> **GIVEN DATA**
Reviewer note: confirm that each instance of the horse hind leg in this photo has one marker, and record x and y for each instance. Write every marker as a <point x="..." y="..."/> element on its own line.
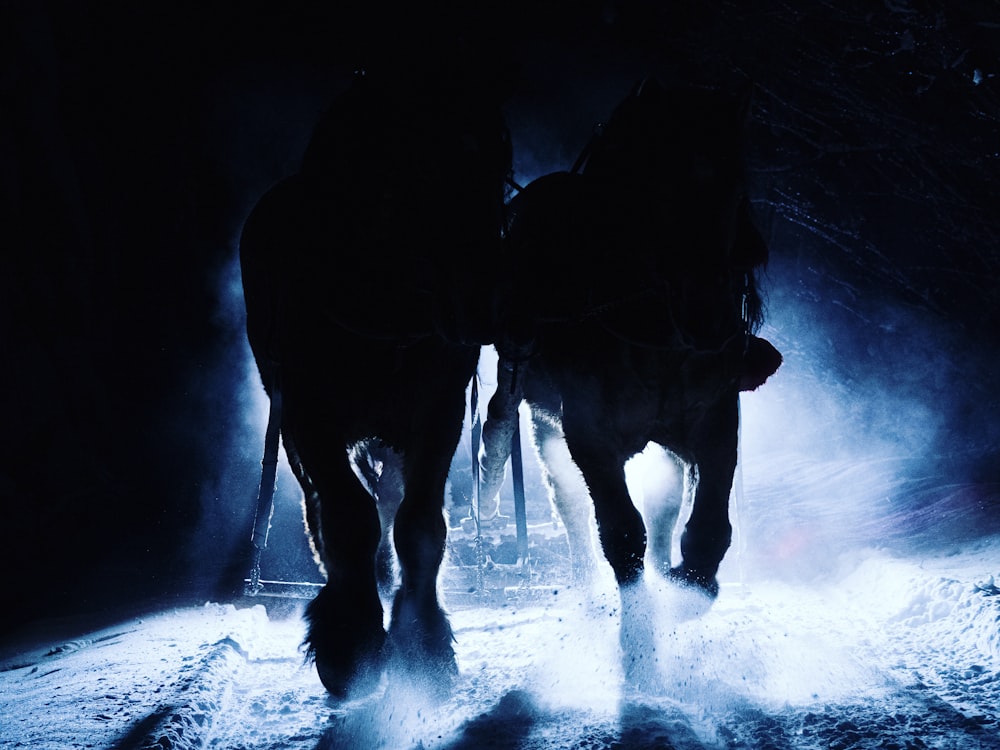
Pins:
<point x="420" y="636"/>
<point x="708" y="532"/>
<point x="568" y="494"/>
<point x="345" y="635"/>
<point x="662" y="480"/>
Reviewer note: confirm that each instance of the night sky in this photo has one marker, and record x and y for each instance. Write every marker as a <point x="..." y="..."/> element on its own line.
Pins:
<point x="135" y="138"/>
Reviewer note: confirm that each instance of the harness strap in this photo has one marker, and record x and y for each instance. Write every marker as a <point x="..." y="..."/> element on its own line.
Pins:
<point x="268" y="476"/>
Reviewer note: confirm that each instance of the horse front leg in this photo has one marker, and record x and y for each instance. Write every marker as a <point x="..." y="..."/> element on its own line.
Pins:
<point x="708" y="532"/>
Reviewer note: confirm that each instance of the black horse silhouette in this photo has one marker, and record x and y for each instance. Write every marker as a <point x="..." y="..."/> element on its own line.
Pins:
<point x="638" y="320"/>
<point x="368" y="298"/>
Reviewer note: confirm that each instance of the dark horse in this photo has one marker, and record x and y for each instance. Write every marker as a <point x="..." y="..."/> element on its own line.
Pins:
<point x="366" y="309"/>
<point x="638" y="309"/>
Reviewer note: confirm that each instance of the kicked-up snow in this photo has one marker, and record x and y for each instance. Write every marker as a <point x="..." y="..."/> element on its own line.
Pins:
<point x="896" y="652"/>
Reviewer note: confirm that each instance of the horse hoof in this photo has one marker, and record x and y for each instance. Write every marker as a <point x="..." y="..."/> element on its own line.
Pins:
<point x="692" y="579"/>
<point x="351" y="683"/>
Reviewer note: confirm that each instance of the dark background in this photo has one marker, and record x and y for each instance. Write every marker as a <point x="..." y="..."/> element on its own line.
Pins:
<point x="135" y="137"/>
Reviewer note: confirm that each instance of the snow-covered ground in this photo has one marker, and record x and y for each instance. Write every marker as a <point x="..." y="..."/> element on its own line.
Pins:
<point x="891" y="653"/>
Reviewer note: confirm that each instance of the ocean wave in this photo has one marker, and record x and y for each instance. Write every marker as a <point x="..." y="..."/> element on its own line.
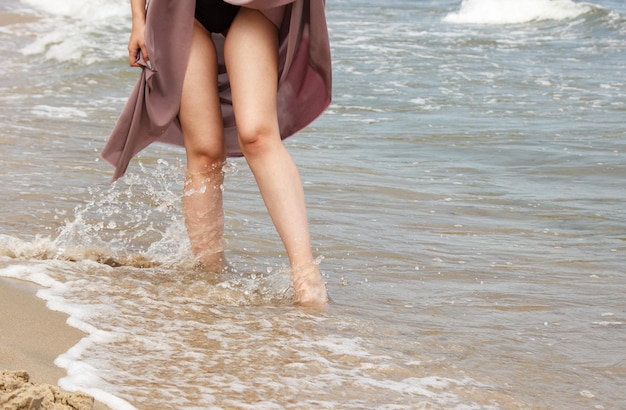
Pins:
<point x="516" y="11"/>
<point x="77" y="31"/>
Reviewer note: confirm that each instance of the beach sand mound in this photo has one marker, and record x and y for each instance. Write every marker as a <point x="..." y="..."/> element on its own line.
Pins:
<point x="18" y="393"/>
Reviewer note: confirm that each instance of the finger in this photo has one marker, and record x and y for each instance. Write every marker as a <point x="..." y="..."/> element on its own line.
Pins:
<point x="144" y="53"/>
<point x="132" y="57"/>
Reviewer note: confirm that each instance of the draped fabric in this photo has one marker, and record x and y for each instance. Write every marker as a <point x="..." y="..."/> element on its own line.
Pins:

> **YOUR GOAL**
Please give the data again unaltered, leaving out any images.

> **ANSWER TO THE EXERCISE**
Reviewer note: confirm that each instance of the horse hind leg in this photo has one marker, and record x and y for each instance. Write every marker as a <point x="..." y="..."/> element on its own line.
Pins:
<point x="420" y="636"/>
<point x="708" y="532"/>
<point x="568" y="494"/>
<point x="345" y="635"/>
<point x="662" y="480"/>
Reviewer note: confirm that each instance of the night sky in this photo has one marker, and record x and y for each instance. Write every marker as a <point x="..." y="..."/> element on its own line.
Pins:
<point x="135" y="138"/>
Reviewer note: confirm that each instance of the harness strap in this photo has one marker, and record x and y for each instance. Write every marker as a <point x="..." y="..."/> element on its own line.
Pins:
<point x="268" y="476"/>
Reviewer note: confirm that each instance of the horse front leg in this photo has one marker, and record x and y for each instance. Write every marker as a <point x="..." y="..."/> element on its own line.
Pins:
<point x="708" y="532"/>
Reviewer note: confirm that each instance of the black horse silhouette in this photo has one marker, and record x and y for each instance. Write every marker as a <point x="..." y="..."/> element on its own line.
Pins:
<point x="638" y="320"/>
<point x="368" y="298"/>
Reviewer note: confirm that each instance of the dark horse in this photo has one marker, and record x and y for each instance. Write every marker as a <point x="..." y="..."/> element on its own line.
Pins:
<point x="366" y="309"/>
<point x="638" y="309"/>
Reviewer note: confirm that each instance of the kicked-up snow in this photo has one marker, and record x and y for each instance. Write every marker as a <point x="..." y="..."/> element on its own line.
Pins:
<point x="896" y="652"/>
Reviewer note: confirm that each instance of the horse hoof in this photo has one marker, and record x and y for each instance. Write every marker as a <point x="..." y="..."/> element on its own line.
Pins:
<point x="692" y="579"/>
<point x="351" y="683"/>
Reviewer note: confirm that each instance of the dark background in this photo has one marker, and record x and y for each instance. Write every marker as a <point x="..." y="..."/> element on its own line.
Pins:
<point x="135" y="137"/>
Reviewer note: confirm that each instance of the snow-covered ground in this photo has one marker, and record x and y for each instance. Write every marker as a <point x="..." y="..."/> element on its own line.
Pins:
<point x="891" y="653"/>
Reviewer note: confirm that each instance of the ocean wave in this photo has one marker, and record x and y for each instance. Write every marker as a <point x="..." y="..."/> element on its own line.
Pins:
<point x="516" y="11"/>
<point x="77" y="31"/>
Reviewer note: confirm that each instance of the beach sand mound in this photo has one marker, and record x and y for each instance. Write every marker as a <point x="..." y="..."/> element on its own line.
Pins:
<point x="18" y="393"/>
Reviewer note: confirm that each instance of the finger in this photo has one marker, and record x and y for each instance. Write every marker as a <point x="..." y="..."/> element on its own line.
Pins:
<point x="144" y="53"/>
<point x="132" y="57"/>
Reviewer note: confirm that each instance of the draped fabric in this photo has one marker, and record x and y for each instance. Write every marker as a <point x="..." y="..."/> element on its own line.
Pins:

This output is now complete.